Dataset records
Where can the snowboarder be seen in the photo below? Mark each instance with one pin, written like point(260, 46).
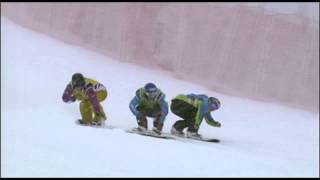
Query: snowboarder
point(90, 93)
point(149, 101)
point(192, 109)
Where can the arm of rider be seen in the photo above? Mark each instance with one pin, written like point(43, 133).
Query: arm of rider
point(164, 109)
point(67, 95)
point(90, 92)
point(133, 107)
point(211, 121)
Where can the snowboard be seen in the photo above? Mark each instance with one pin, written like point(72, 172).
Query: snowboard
point(205, 139)
point(150, 133)
point(103, 125)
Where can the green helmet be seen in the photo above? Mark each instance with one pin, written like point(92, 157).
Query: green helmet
point(214, 103)
point(77, 80)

WHAT THE EXERCISE ASKS
Reproduce every line of the records above with the pictures left out, multiplying each answer point coordinate by 1.85 and rounding to a whole number, with halves rounded up. Leave the sample points given after "written like" unchanged.

SOLUTION TO THIS PROBLEM
Where can the snowboarder be seen in the photo below? Mark each instance with one pin, written like point(260, 46).
Query: snowboarder
point(167, 172)
point(276, 187)
point(355, 202)
Where can the arm of rider be seen in the photo above? Mark each instance with one pin, written like point(43, 133).
Query: arm of rider
point(303, 202)
point(124, 176)
point(167, 170)
point(246, 198)
point(390, 224)
Where can the snowboard be seen in the photo above? Mark each instance with one pin, written like point(72, 172).
Query: snowboard
point(379, 257)
point(278, 246)
point(191, 231)
Where can the green helmet be seen in the photo above? Mark each instance with one pin, written like point(92, 157).
Query: green helmet
point(396, 191)
point(142, 148)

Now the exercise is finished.